Items from a data source
•••••

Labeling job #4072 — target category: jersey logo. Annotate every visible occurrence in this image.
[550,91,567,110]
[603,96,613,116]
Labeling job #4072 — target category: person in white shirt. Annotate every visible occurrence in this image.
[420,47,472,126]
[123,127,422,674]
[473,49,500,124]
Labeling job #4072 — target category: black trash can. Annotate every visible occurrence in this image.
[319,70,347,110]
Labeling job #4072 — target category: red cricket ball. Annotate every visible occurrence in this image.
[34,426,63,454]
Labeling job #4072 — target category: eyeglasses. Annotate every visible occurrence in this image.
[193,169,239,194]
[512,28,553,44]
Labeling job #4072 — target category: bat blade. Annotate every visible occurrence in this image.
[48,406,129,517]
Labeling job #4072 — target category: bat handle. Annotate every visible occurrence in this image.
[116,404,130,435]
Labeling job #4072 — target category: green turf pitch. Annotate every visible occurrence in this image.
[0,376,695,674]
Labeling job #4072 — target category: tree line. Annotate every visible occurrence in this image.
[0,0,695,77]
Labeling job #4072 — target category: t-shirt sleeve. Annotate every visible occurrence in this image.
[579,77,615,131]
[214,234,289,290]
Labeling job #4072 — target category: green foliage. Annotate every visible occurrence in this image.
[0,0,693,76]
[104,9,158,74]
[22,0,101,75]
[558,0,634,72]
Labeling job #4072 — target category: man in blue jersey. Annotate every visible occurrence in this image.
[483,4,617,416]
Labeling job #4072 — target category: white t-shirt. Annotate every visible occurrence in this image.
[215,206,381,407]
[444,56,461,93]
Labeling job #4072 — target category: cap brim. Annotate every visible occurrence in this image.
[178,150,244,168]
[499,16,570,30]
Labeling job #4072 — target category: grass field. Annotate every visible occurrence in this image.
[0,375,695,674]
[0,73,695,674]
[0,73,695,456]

•••••

PROBLEM DESCRIPTION: Copy out, word for word, every line of the data from the line containing "Labeling job #4072 — target category: white" through the last line, including both of those lines.

REPLY:
Labeling job #4072 — target category: white t-shirt. Annotate every visible occurrence in this image.
[215,206,381,407]
[444,56,461,93]
Labeling job #4072 — target category: cap brim. Annotate every visible occurrence in this image.
[178,150,244,168]
[499,16,570,30]
Labeling job #4072 — target category: grass field. Annotate every visible occurrence in this image.
[0,375,695,674]
[0,73,695,674]
[0,73,695,456]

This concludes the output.